• **EXERCISE BRIEF**
Rewrite the rows below, switching "front door" to "entrance" and leaving everything else unchanged.

[Dataset items]
+ + +

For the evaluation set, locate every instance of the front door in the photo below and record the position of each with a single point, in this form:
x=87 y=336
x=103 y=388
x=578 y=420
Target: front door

+ + +

• **EXERCISE ANSWER**
For the evaluation set, locate every instance of the entrance in the photo below and record the position of each with a single point, in this form:
x=87 y=336
x=103 y=388
x=578 y=420
Target: entrance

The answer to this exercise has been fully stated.